> **PASSAGE TO READ**

Hi there,

just a few more thoughts. This time on the topic of "aliasing" - i.e. the question whether different pointers may reference the same memory in certain context. The topic has been discussed before but was not resolved.

Just a short primer on the topic:

------------------
Fortran (at least Fortran 77) does not have pointers at all. Every variable has exactly one name. The only point where a new name is given to a certain location of memory is when parameters are passed to a function. Now, it is simple to state a rule in the specs of Fortran that says: you may never call a function with the same variable for two arguments. With this simple rule, you can be sure to have eliminated every possible source of aliasing. Two different symbols in the source code always mean two different locations in memory.

C has pointers, therefore you may have aliasing all over the place.

The result of this is, that Fortran compilers are allowed to do certain kinds of optimization that C compilers may not do. This leads to a certain performance gain for Fortran. Especially for numerics, where performace is of utmost importance, it has been a fact for a long time that C programs can never quite measure with the performace of Fortran programs.

Now one of the recent developments in C (yes, C does still evolve) was the introduction of the keyword "restrict" to address this issue. The keyword just tells the compiler: "This variable is not aliased, feel free to optimize." - there is no check or semantic meaning connected with it, it is just a hint for the compiler, a "permission" to do certain optimizations that it would in generally not be allowed to do.

> **GOALS**
1 – In the post on pointer aliasing, what rule could the Fortran specs state to rule out every source of aliasing?
2 – Pick up the post on pointer aliasing after its last sentence and keep writing it.

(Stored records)
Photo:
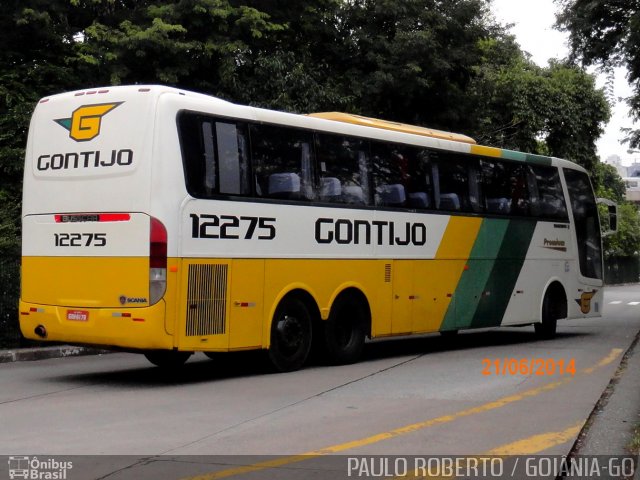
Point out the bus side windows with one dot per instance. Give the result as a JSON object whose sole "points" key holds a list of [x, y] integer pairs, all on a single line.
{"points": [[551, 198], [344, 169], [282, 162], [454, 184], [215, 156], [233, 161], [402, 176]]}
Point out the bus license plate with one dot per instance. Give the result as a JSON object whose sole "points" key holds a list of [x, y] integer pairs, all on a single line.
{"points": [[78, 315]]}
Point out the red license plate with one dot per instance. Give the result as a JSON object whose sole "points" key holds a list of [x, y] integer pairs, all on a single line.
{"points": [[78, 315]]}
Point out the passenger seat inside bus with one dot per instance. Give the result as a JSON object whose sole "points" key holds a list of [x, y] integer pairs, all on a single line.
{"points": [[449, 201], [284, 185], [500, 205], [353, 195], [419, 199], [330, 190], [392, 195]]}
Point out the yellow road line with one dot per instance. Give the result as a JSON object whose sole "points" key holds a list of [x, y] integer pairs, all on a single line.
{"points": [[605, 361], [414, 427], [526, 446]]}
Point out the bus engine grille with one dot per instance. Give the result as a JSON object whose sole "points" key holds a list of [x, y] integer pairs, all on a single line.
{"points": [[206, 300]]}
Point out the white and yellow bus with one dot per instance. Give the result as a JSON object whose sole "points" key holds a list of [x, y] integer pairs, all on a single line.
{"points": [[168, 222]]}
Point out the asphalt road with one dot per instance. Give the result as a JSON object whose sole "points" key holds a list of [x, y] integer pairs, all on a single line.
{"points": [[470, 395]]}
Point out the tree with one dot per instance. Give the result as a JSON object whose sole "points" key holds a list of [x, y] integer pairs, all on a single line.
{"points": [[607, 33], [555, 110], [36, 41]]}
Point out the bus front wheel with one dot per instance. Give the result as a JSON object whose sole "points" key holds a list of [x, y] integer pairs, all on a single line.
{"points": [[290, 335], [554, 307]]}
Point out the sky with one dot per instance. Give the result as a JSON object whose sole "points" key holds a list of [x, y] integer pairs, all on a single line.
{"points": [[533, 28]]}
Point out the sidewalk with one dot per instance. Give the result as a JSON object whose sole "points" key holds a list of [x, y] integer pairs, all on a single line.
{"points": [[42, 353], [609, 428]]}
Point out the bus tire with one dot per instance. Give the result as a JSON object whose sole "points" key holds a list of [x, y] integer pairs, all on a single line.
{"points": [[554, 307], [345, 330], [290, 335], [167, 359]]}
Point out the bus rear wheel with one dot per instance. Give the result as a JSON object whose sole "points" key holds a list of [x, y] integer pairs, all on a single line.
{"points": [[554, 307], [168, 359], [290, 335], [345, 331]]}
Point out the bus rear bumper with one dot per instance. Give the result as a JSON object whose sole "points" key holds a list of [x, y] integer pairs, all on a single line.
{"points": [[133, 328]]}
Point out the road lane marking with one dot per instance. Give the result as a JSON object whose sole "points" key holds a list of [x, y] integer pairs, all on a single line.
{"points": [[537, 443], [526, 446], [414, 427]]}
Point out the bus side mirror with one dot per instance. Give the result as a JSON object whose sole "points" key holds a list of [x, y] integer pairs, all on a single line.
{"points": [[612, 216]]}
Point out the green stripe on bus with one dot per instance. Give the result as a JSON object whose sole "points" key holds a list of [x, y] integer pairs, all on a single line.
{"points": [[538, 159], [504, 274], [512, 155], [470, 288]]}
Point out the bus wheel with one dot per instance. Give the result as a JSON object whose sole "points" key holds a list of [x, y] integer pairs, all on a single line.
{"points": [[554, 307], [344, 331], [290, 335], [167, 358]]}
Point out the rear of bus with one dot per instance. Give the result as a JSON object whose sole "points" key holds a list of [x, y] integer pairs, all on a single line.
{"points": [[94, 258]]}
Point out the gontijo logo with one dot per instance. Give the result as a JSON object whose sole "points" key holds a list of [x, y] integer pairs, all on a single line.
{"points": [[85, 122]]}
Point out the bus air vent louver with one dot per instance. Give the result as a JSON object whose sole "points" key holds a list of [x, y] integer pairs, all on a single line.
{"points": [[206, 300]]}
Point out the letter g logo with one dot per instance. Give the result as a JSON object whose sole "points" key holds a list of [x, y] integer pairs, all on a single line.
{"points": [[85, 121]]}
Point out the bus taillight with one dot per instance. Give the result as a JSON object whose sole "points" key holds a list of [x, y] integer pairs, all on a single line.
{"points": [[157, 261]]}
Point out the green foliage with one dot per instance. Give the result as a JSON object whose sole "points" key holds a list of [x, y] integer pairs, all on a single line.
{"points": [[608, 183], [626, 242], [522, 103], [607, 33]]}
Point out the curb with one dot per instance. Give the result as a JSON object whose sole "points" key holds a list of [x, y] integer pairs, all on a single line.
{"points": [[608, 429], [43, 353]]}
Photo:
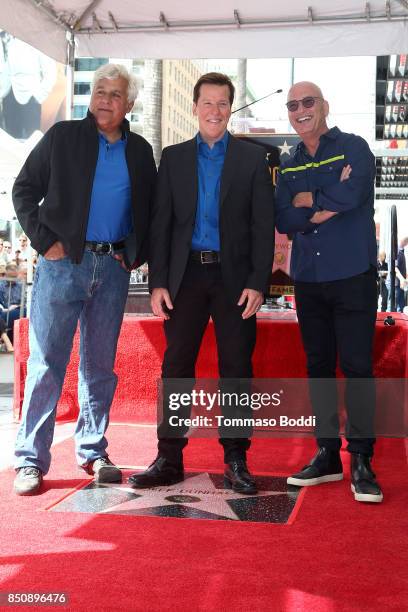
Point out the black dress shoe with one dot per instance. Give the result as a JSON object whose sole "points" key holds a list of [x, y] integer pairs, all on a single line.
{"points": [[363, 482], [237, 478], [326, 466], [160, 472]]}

> **RESULTS OF THE EXERCISE**
1 – You may never call a function with the same variable for two arguments.

2 –
Anyhow, this "restrict" really is a crude hack which should, by no means, be repeated in D. There were a few alternative ideas proposed, none of them really satisfying.
--------------------

Now, to continue with my recent thoughts:

--------------------
What is the kind of optimizations we are talking about? Mostly reordering of statements, especially loops. Looking only at the local statements, the compiler can often easily determine whether the order of execution of consecutive statements does matter. If it does not, it may often find that swapping independent statements gives a performance gain. This is especially true for modern processors where the cache has to used efficiently and the pipeline has to be filled very carefully to really exploit the speed of the processor (we are talking about factors of 10 and more in performance here!)

Anyhow, if the code is dealing with pointers that might be aliased, the order of execution might be important. Just think of copying data between overlapping blocks of memory. Of course, such situations rarely happen in a program. In most cases, there will be no aliasing, but still, the mere chance of it prevents the compiler of doing some important reordering of code. Therefore the "restrict" keyword - even though being a crude hack - really made some difference in C.
---------------------

Now, what is my conclusion

---------------------
We can completely forget about the aliasing problem once we have really powerful vectorization expressions!

What is a vectorized expression? Basically, a loop that does not specify any order of execution. If there is no order specified, of course the compiler can choose any one that is efficient or maybe even distribute the code and execute it in parallel. Of course it is up to the programmer to use this tool in a way that does not depend on the order of execution - otherwise, he'll get undefined results.

The problem of C and Fortran is, that there are no vector expressions at all. You always have to write a good-old for-loop, even if the order of execution does not matter of all. Now it is up to the compiler to decide whether order does matter which need some close analysis. Fortran compiler have better chances to detect loops that can be reordered, but still it is suboptimal compared to languages with vector expressions that simply tell the compiler: hey - pick any order you like!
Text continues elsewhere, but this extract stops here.